▸ EXERCISE OBJECTIVE
The output should be all entries, each matching the original exactly.

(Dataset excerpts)
=======
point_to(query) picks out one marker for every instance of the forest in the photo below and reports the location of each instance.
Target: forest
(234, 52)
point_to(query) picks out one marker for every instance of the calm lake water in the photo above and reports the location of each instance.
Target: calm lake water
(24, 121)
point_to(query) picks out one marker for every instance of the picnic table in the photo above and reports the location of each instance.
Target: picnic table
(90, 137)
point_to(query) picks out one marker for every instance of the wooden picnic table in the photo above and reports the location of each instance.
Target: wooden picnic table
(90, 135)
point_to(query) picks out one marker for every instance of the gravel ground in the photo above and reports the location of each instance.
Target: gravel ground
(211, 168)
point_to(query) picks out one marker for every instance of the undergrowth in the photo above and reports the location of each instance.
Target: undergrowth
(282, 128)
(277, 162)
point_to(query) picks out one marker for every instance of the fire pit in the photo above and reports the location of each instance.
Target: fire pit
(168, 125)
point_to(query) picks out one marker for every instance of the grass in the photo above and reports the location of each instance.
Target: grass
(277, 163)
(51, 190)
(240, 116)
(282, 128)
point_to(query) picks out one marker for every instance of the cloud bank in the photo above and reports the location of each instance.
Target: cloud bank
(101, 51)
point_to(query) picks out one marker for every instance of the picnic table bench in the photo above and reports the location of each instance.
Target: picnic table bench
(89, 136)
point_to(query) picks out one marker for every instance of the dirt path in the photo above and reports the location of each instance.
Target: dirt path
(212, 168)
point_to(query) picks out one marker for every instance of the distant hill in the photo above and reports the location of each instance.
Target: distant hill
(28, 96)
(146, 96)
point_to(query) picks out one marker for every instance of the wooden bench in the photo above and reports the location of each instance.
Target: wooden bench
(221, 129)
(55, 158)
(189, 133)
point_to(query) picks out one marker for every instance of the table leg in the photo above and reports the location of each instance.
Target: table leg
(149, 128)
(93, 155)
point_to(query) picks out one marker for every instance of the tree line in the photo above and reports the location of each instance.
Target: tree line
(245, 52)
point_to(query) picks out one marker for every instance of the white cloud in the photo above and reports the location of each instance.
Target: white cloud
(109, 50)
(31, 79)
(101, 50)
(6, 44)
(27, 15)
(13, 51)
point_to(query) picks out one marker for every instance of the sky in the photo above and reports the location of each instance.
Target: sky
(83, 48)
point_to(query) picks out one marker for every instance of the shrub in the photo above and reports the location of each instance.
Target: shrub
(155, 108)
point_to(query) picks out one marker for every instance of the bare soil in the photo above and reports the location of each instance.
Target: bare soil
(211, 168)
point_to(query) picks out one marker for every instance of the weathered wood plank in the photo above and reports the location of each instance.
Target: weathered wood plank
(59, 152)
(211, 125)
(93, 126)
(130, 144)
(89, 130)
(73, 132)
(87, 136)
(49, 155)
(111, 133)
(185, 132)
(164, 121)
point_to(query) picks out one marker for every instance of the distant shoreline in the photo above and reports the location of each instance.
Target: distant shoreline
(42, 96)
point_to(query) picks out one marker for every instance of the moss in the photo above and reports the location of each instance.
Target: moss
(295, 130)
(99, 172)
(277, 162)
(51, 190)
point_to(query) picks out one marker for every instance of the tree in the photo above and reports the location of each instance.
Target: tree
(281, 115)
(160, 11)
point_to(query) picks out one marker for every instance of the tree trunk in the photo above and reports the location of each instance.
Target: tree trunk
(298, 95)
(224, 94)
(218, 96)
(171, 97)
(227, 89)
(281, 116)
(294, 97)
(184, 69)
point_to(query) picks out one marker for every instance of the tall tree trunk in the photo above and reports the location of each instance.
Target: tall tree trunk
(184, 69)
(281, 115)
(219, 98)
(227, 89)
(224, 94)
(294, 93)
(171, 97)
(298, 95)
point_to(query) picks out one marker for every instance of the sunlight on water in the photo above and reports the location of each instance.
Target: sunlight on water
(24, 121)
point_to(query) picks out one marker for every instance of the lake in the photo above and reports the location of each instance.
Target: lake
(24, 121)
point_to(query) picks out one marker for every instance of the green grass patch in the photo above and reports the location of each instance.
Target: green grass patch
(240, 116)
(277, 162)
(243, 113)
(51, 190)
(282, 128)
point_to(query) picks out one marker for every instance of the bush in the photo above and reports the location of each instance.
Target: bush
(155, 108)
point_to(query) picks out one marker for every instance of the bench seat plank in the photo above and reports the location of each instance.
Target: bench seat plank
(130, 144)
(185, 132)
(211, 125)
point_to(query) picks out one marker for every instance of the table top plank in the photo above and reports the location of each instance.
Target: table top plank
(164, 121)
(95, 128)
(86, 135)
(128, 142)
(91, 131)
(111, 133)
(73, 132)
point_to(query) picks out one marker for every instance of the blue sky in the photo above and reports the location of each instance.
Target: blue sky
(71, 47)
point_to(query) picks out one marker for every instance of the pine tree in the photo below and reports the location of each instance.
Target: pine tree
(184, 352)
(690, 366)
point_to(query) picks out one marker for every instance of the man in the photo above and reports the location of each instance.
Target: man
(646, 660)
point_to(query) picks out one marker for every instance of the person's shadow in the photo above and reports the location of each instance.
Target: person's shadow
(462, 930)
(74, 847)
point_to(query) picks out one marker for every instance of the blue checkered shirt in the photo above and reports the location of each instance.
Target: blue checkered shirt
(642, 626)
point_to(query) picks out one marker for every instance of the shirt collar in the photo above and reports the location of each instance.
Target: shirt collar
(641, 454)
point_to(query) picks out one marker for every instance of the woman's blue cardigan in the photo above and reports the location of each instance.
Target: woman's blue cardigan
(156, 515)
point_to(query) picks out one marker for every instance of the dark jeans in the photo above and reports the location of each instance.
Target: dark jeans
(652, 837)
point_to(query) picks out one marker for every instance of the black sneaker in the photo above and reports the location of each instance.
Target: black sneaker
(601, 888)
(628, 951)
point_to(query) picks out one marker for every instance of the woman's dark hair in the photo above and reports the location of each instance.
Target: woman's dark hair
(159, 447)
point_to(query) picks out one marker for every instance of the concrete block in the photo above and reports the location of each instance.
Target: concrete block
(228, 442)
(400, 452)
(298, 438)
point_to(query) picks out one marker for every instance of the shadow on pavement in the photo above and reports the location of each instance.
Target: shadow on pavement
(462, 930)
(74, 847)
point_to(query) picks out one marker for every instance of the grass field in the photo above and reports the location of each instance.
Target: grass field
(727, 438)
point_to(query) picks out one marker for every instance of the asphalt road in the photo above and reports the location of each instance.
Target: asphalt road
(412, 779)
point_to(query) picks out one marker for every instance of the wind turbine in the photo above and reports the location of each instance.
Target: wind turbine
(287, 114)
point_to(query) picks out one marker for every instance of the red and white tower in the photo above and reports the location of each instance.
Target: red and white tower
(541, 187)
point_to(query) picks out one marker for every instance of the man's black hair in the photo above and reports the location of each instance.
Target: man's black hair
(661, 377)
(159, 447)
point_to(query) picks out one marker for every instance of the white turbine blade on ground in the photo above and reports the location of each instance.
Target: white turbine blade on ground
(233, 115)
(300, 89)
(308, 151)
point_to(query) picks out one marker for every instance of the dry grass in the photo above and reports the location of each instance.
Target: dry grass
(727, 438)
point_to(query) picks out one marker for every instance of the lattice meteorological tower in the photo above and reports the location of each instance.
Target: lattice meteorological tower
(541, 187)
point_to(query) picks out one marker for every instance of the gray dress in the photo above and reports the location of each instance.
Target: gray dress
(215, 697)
=======
▸ RESPONSE FOR THIS EXERCISE
point_to(query) picks out one marker for every instance of the forest in the photo below and reports the location of each instance.
Target: forest
(234, 52)
point_to(query) picks out one marker for every instance of the calm lake water in the photo above and reports the location of each instance.
Target: calm lake water
(24, 121)
point_to(query) picks out one marker for every instance of the picnic table in the photo above and reports the location of each instance.
Target: picnic table
(90, 137)
point_to(query) picks out one marker for every instance of the wooden picnic table in the photo above and reports the location of each instance.
Target: wooden picnic table
(90, 135)
point_to(query) picks out one marker for every instance of the gravel ground in the photo above and reports the location of each instance.
Target: gravel ground
(211, 168)
point_to(query) picks out one marker for every instance of the undergrowth in the photo above and reports the location of each instance.
Target: undergrowth
(282, 128)
(277, 162)
point_to(query) picks out one marker for every instance of the fire pit in the photo above and reports the location of each instance.
Target: fire pit
(168, 125)
point_to(query) picks out one marker for every instance of the grass in the photo above and reports the location of each instance.
Target: grass
(277, 163)
(51, 190)
(240, 116)
(282, 128)
point_to(query) picks out one marker for every instance of the cloud bank in the photo above and reports the location of each instance.
Target: cloud bank
(101, 51)
point_to(query) picks out one marker for every instance of the picnic table bench in the photo above and reports the location of each instance.
Target: picnic table bench
(89, 136)
point_to(query) picks out one marker for every instance of the dirt path in the photo above and reports the location of each instance.
Target: dirt path
(212, 168)
point_to(query) picks out one marker for every instance of the distant hill in the photo above and reports the location of each instance.
Target: distant hill
(28, 96)
(146, 96)
point_to(query) picks out one marker for every instance of the wooden bench in the photo above and reports the location of each instance.
Target: wooden bench
(221, 129)
(55, 158)
(189, 133)
point_to(query) picks out one marker for every instance of the table leg in the photo above and reports the location of each instance.
Target: table leg
(149, 128)
(93, 155)
point_to(query) picks out one marker for every instance of the tree line in the photo above and reports the location of each instance.
Target: tree line
(245, 52)
point_to(query) picks out one marker for every instance of the white cloud in the photo above and reports the location of each instance.
Target: white cloud
(109, 50)
(31, 79)
(101, 50)
(6, 44)
(27, 15)
(13, 51)
point_to(query) picks out one marker for every instance of the sky in the photo above and reports the location of each instance.
Target: sky
(83, 48)
point_to(query) picks out one marker for every instance of the shrub in the photo above and reports the location of each instance.
Target: shrub
(155, 108)
point_to(query) picks out one marker for every instance of the bare soil in the photo above and reports the location of each instance.
Target: bare soil
(211, 168)
point_to(query) picks out one marker for every instance of the weathered wood plank in the photo above and reports the location of each instance.
Target: weathered wood plank
(59, 152)
(211, 125)
(93, 126)
(130, 144)
(89, 130)
(73, 132)
(87, 136)
(49, 155)
(111, 133)
(185, 132)
(164, 121)
point_to(query) picks out one marker for every instance of the distant shoreline in the photo above and reports the location of each instance.
Target: distant shoreline
(42, 96)
point_to(query) picks out one marker for every instance of the moss in the photo above and reports the location of each instance.
Target: moss
(295, 130)
(99, 172)
(277, 162)
(51, 190)
point_to(query) picks out one marker for every instance of the tree in the photo above and reports the location of each instance.
Target: tree
(281, 115)
(160, 11)
point_to(query) picks out one marker for every instance of the tree trunk in the photo above and reports the location of each instance.
Target: tree trunk
(298, 95)
(224, 94)
(218, 96)
(171, 97)
(227, 89)
(281, 116)
(294, 97)
(184, 69)
point_to(query) picks out one marker for every instance of the tall tree trunk in the photo above and reports the location of each instance.
Target: tall tree trunk
(184, 69)
(281, 115)
(219, 98)
(227, 89)
(224, 94)
(294, 93)
(171, 97)
(298, 95)
point_to(query) picks out one marker for every instance of the sunlight on water in the photo above and reports the location of each instance.
Target: sunlight on water
(24, 121)
point_to(query) picks out one marker for every instance of the lake in the photo above and reports the location of each instance.
Target: lake
(24, 121)
point_to(query) picks out one marker for every instance of the green grass patch in the photo above and reports the location of each instance.
Target: green grass patch
(240, 116)
(277, 162)
(243, 113)
(51, 190)
(282, 128)
point_to(query) picks out one marker for every instance of the bush in the photo above and reports the location of each instance.
Target: bush
(155, 108)
point_to(query) picks out one marker for every instance of the bench seat plank in the photo above and reports the location of each instance.
Target: bench seat plank
(130, 144)
(185, 132)
(211, 125)
point_to(query) picks out one marker for every instance of the table top plank in the photo above and reports the location of each instance.
Target: table top plank
(164, 121)
(95, 128)
(86, 135)
(128, 142)
(91, 131)
(111, 133)
(73, 132)
point_to(query) picks out one marker for every instance of the blue sky in the photo above and reports the location of each instance.
Target: blue sky
(71, 47)
point_to(query) picks out one marker for every instance of the pine tree in the photo below and reports the location of each instance.
Target: pine tree
(184, 352)
(690, 366)
point_to(query) picks out one marker for every instance of the man in the photo above and reports the location of each instance.
Target: man
(646, 660)
point_to(query) picks out one marker for every instance of the person's shadow in the photo above and reports the location of each instance.
Target: person's shadow
(462, 930)
(74, 847)
point_to(query) picks out one marker for every instance of the blue checkered shirt in the photo above and reports the location of each instance.
Target: blue checkered shirt
(642, 626)
point_to(query) picks out one marker for every instance of the shirt collar in the photo above and reports the location of each instance.
Target: shirt collar
(641, 454)
point_to(query) picks out one marker for every instance of the woman's blue cardigan in the photo above and reports the location of each instance.
Target: woman's blue cardigan
(156, 515)
point_to(query) picks out one marker for every instance of the dark jeans in the photo above and reports the location of each instance.
Target: dark jeans
(652, 837)
point_to(query) picks out one marker for every instance of the black sneaker in the photo above and reports the location of each instance.
Target: black sneaker
(601, 888)
(628, 951)
point_to(query) picks out one marker for every instance of the woman's dark hair in the photo above and reports the location of each instance.
Target: woman's dark hair
(159, 447)
point_to(query) picks out one marker for every instance of the concrete block in the photo above and reports the location of each instance.
Target: concrete block
(228, 442)
(400, 452)
(298, 438)
point_to(query) picks out one marker for every instance of the shadow on pavement in the photo above and reports the location of each instance.
Target: shadow on pavement
(462, 930)
(74, 847)
point_to(query) picks out one marker for every instance of the grass field in the photo above and reports the location of each instance.
Target: grass field
(727, 438)
point_to(query) picks out one marker for every instance of the asphalt road in the photo above and reports the location of each instance.
Target: asphalt road
(412, 779)
point_to(query) picks out one marker for every instance of the wind turbine in the photo above and reports the location of each instance.
Target: wind turbine
(287, 114)
point_to(query) picks out one marker for every instance of the red and white tower in the photo above and reports the location of each instance.
Target: red and white tower
(541, 187)
point_to(query) picks out one marker for every instance of the man's black hair in the photo above and reports the location of each instance.
Target: man's black hair
(661, 377)
(159, 447)
point_to(query) picks out one marker for every instance of the white turbine blade on ground in the photo above and reports the location of each instance.
Target: white turbine blade on ground
(233, 115)
(300, 89)
(308, 151)
point_to(query) picks out one marker for every instance of the dry grass in the photo above and reports the location of each instance.
Target: dry grass
(727, 438)
point_to(query) picks out one marker for every instance of the lattice meteorological tower in the photo above and reports the location of each instance.
Target: lattice meteorological tower
(541, 187)
point_to(query) picks out one marker for every instance of the gray dress in the photo above and reports the location of each instance.
Target: gray dress
(215, 697)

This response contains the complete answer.